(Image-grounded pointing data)
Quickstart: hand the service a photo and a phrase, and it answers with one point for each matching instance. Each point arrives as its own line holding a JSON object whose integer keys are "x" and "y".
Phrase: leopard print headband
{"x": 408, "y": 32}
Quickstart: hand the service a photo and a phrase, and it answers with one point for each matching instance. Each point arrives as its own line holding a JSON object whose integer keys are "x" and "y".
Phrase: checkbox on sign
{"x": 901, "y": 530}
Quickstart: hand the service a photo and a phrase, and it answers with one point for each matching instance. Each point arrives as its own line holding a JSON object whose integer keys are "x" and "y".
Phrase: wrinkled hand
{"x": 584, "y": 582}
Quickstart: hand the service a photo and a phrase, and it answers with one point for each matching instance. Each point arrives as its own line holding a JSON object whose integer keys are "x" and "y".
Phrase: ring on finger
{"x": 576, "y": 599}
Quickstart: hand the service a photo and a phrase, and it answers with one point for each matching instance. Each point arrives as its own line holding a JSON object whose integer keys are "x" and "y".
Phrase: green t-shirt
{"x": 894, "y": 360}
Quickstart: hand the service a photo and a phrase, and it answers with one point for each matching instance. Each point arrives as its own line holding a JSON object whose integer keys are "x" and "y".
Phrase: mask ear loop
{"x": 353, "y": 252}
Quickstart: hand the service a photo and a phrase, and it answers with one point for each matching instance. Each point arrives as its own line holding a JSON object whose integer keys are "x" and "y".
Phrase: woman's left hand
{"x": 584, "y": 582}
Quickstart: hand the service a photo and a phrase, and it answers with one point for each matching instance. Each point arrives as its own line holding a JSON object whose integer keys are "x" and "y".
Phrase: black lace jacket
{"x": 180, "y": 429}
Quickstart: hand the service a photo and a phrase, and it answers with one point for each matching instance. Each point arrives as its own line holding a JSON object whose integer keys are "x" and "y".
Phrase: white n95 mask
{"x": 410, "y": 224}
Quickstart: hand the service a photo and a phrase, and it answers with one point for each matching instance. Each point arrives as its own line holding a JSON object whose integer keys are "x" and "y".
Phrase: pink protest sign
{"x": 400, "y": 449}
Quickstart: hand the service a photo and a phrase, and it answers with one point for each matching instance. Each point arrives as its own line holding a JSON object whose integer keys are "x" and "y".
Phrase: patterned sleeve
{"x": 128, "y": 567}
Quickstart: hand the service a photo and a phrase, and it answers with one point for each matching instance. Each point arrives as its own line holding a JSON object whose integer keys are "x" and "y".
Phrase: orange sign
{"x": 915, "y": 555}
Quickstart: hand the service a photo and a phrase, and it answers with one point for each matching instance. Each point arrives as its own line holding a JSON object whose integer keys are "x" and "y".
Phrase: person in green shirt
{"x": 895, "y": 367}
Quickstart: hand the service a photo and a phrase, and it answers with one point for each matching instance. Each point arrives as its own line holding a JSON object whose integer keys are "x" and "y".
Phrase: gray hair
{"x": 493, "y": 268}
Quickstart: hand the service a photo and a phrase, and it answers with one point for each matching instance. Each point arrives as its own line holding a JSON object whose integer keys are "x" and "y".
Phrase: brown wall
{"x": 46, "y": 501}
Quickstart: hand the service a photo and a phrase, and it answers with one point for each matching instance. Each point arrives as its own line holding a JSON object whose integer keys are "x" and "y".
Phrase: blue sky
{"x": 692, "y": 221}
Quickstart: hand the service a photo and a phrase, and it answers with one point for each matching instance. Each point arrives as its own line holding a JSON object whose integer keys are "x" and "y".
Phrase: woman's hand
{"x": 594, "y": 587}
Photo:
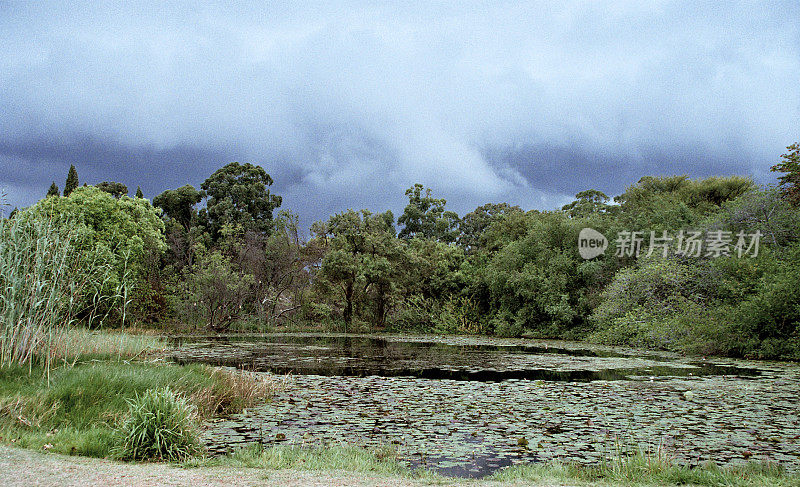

# WORK TO COMPLETE:
Print each record exactly as it stands, leaving the images out.

# ANSWER BOX:
Quickstart: hand the service a photo and a phrase, and it answers with one point for each matching instance. Each point arrives as its own line holding a JSON object whose integer keys are "x" and "y".
Phrase: leopard print headband
{"x": 408, "y": 32}
Quickstart: hand the service a photo and a phrase, and it answers with one point for each matching instance. Each point arrives as its own line holding a JSON object whose integer keys are "x" and "y".
Phrase: checkbox on sign
{"x": 901, "y": 530}
Quickstart: hand the service a photo and a phrase, and it answers with one point for each matching instance. Each point arrives as its own line holding a JSON object whose integer keys are "x" and "y".
Phrase: wrinkled hand
{"x": 584, "y": 582}
Quickstart: hand the service a photo and a phrase, and it answers with one point for each matching instance. Each point arrives as its own line holding a JSON object whose integer keys are "x" and "y".
Phrase: ring on finger
{"x": 576, "y": 599}
Quickstart: hand the service a photo and a phrase, and it answers with one point for each matching instance. Each point arrives as its own line holding a JSON object whose integer keys are "x" and "y".
Phrase: green t-shirt
{"x": 894, "y": 360}
Quickstart: hand the service a photo and a phrase, and it answers with one point for each matching instance. Each point arrives as its own line holding a JSON object whose integer keys are "x" and "y".
Phrase: mask ear loop
{"x": 353, "y": 252}
Quickstart: hand the service a photo and a phrase, and it answers with one point for each matching instance. Each point arrives as its own line holding a JSON object whose integer keys are "x" and "y".
Phrase: woman's left hand
{"x": 584, "y": 582}
Quickstart: hand the service a photo and a phrase, and it answers with one point for each matching instance. Each point arrives as its own line holding a JSON object whose integer keys are "x" and "y".
Phrase: black lace jacket
{"x": 180, "y": 429}
Quickstart: hand the service a photo and a phrase, and it answers with one point for each matching instance. Each point arrives as its own line holding a JSON object whose integer keys are "x" and "y".
Phrase: white n95 mask
{"x": 410, "y": 224}
Quickstart: hand the service a photo and a phrase, and it answers with one point for each matching instance. Each point arrives as its own line holding a JSON object whose integer keys are "x" and "y".
Phrase: pink protest sign
{"x": 400, "y": 449}
Quickstart: hand the service a photo and a phrase, and it answers with one point for each matching instance. Each point arrives as its own line holding a JSON object whose integer keys are "x" and "y".
Phrase: patterned sleeve
{"x": 128, "y": 567}
Quickstart: hand the service a photo and a phrase, and it answers with one point for each matching instance. Each point arrives as its own line holding a JSON object whose integer keys are "x" and "y".
Phrase: orange sign
{"x": 915, "y": 555}
Quickstart: hand the service a photo and a phrase, and it answers with one point for each matching instance. Each point arrives as its own line holding a JSON object whose integer keys are "x" and "y".
Phrase: person in green shirt
{"x": 895, "y": 367}
Quickstart: hand the service a photo and a phrase, and it answers with one point for each matching instance. Each point arrives as its own line holding a JSON object whose integer keys are "x" and "y".
Phrase: gray hair
{"x": 493, "y": 268}
Quickstart: hand the service a photo and a phrase, and it answers with one point for each matching instance. Each point arrives as its own line holding a JSON object whose integer keys are "x" and "y".
Phrase: brown wall
{"x": 46, "y": 501}
Quickstart: hand the service a photo and a phrase, and it answers with one point for each matching instance. Each point arrives as its own line holding a JSON object whose integer keys are "x" and "y".
Phrase: blue sky
{"x": 692, "y": 221}
Quickstart: hand the service a photo and a phrase, and it answers with one point for each matching instance. Each point arrives as its own line holding a JSON object whose integer keys are "x" and "y".
Phrase: woman's hand
{"x": 594, "y": 587}
Photo:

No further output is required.